To do: Explain the control argument.

the control argument sets various parameters: minsplit=50 the minimum number of observations that must exist in a node in order for a split to be attempted.minbucket=20 is the minimum number of observations in any terminal node.maxdepth=5, Set the maximum depth of any node of the final tree, with the root node counted as depth 0.

## Model Post-Pruning  

dt_model_postprune <-prune(dt_model_tune$finalModel, cp = 0.2)

print(dt_model_postprune)
## n= 3500 
## 
## node), split, n, loss, yval, (yprob)
##       * denotes terminal node
## 
## 1) root 3500 502 no (0.1434286 0.8565714) *

The post-pruning reduced the tree to only the root node, therefore the cp value is too high to yield an interesting result. In what follows I used the tree obtained by dt_model_tune <- train(churn ~. , data=churnTrain, method=“rpart”, metric=“Accuracy”,tuneLength = 8), since the original one only contained the root node.

## Check Decision Tree Classifier (1)

plot(dt_model_tune$finalModel)

text(dt_model_tune$finalModel)

##summary(dt_model_tune$finalModel)
## Check Decision Tree Classifier (2)


fancyRpartPlot(dt_model_tune$finalModel)

# To do:  Try to explain the decision tree in the output

The leaf nodes of the tree are yes/no which are the decision reached after following a path of conditions setup by the tree. One such path starts with testing if the total_day_minutes >266: The yes branch leads to voice_mail_plan and so on until a leaf node is reached and with it a classification. On each node shows: the predicted class(yes or no), the predicted probability of no and the % of observations in the node.

## Check Decision Tree Classifier (3) 


prp(dt_model_tune$finalModel)

rpart.plot(dt_model_tune$finalModel)

Information given:
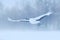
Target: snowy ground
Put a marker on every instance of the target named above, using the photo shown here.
(29, 35)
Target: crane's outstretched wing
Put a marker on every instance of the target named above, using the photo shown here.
(21, 20)
(42, 16)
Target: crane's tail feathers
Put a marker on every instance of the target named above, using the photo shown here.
(49, 13)
(9, 19)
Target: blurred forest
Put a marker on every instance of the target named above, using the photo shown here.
(31, 8)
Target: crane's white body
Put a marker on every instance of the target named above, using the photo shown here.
(31, 20)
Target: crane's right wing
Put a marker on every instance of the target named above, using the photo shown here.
(42, 16)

Tasks to complete:
(1) In the decision tree text, what did post-pruning with cp = 0.2 reduce the tree to?
(2) Reproduce the part of the decision tree text between "dt_model_postprune <-prune(dt_model_tune$finalModel, cp" and "Tree Classifier (1)", inclusive.
The rows have no connection to the decision tree text.

Answers to the problems:
(1) Only the root node.

(2)
dt_model_postprune <-prune(dt_model_tune$finalModel, cp = 0.2)

print(dt_model_postprune)
## n= 3500 
## 
## node), split, n, loss, yval, (yprob)
##       * denotes terminal node
## 
## 1) root 3500 502 no (0.1434286 0.8565714) *

The post-pruning reduced the tree to only the root node, therefore the cp value is too high to yield an interesting result. In what follows I used the tree obtained by dt_model_tune <- train(churn ~. , data=churnTrain, method=“rpart”, metric=“Accuracy”,tuneLength = 8), since the original one only contained the root node.

## Check Decision Tree Classifier (1)